EXERCISE OBJECTIVE — Starting from the line containing "the carved column", write out every remaining line exactly, the last one included.

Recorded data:
______________________________
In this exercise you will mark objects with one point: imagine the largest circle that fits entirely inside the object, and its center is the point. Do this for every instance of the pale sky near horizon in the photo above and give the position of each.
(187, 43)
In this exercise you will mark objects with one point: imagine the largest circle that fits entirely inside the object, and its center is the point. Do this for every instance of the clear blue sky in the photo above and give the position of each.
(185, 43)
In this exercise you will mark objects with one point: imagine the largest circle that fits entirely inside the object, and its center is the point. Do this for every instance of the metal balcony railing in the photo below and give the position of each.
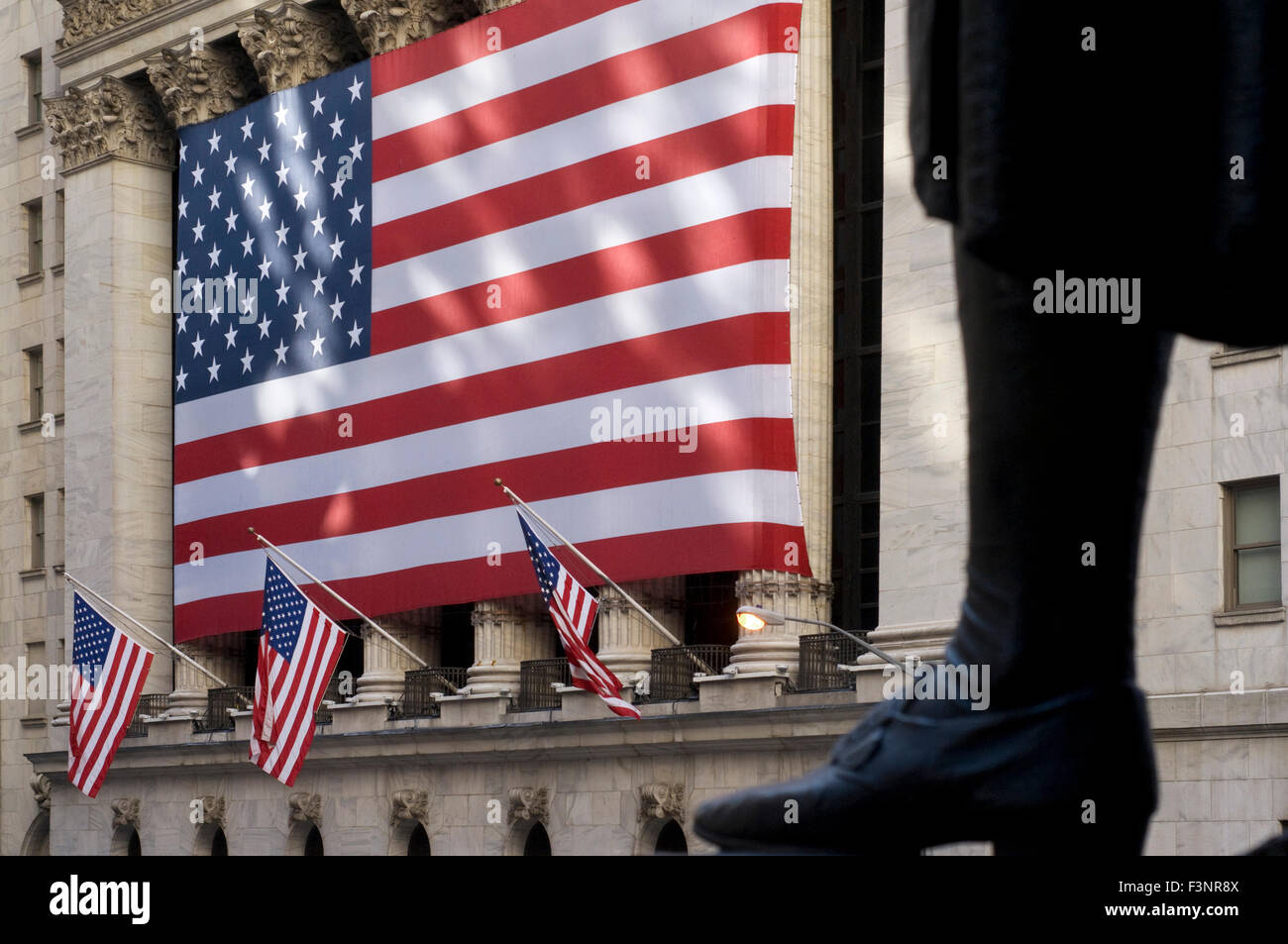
(153, 704)
(333, 694)
(219, 700)
(420, 685)
(537, 679)
(671, 677)
(820, 656)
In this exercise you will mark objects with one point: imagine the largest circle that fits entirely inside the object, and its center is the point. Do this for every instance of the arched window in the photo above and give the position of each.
(671, 840)
(305, 839)
(210, 841)
(537, 841)
(313, 842)
(419, 841)
(125, 841)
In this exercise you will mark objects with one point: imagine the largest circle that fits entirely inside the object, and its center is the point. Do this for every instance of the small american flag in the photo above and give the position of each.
(297, 649)
(574, 610)
(108, 674)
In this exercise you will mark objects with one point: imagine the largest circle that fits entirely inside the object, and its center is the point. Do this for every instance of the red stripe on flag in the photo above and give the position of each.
(743, 237)
(748, 339)
(754, 133)
(657, 65)
(690, 550)
(469, 42)
(754, 443)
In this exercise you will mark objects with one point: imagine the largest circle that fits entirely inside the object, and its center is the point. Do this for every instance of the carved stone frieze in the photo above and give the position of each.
(84, 20)
(295, 44)
(527, 802)
(305, 807)
(42, 787)
(386, 25)
(213, 809)
(200, 84)
(125, 811)
(112, 117)
(408, 803)
(662, 800)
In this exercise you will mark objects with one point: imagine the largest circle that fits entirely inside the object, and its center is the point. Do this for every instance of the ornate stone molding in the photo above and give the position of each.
(305, 807)
(527, 802)
(295, 44)
(662, 801)
(42, 787)
(213, 809)
(768, 584)
(110, 119)
(125, 811)
(197, 85)
(86, 18)
(408, 803)
(386, 25)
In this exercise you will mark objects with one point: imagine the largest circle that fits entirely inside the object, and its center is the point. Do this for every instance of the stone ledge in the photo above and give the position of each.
(741, 690)
(729, 730)
(1225, 359)
(351, 717)
(1249, 617)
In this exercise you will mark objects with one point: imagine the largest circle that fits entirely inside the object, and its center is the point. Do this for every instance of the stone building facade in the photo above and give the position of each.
(91, 158)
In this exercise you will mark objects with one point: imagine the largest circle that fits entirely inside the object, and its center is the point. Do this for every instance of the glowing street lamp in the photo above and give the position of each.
(755, 618)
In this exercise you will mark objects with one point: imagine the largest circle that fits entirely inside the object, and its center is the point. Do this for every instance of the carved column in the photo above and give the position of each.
(198, 85)
(626, 639)
(295, 44)
(505, 634)
(116, 146)
(194, 86)
(811, 360)
(384, 664)
(224, 656)
(385, 26)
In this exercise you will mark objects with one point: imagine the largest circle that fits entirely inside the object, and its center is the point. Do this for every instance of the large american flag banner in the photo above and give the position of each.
______________________________
RESULT OF THE EXERCISE —
In this exercise you will mark objects with one point: imagine the largest circle that fits entirely inside the object, and its center is the point. Do this for every instance of the carved column in the photo above and give the position of each.
(198, 85)
(626, 639)
(295, 44)
(505, 634)
(116, 146)
(194, 86)
(811, 360)
(384, 664)
(224, 656)
(385, 26)
In this exercise you will mark objects with one point: imagine the largest circle that fits entirely inside the object, and its center is the point. Do this for every instance of the large american flag banner in the photo above and give the position of each.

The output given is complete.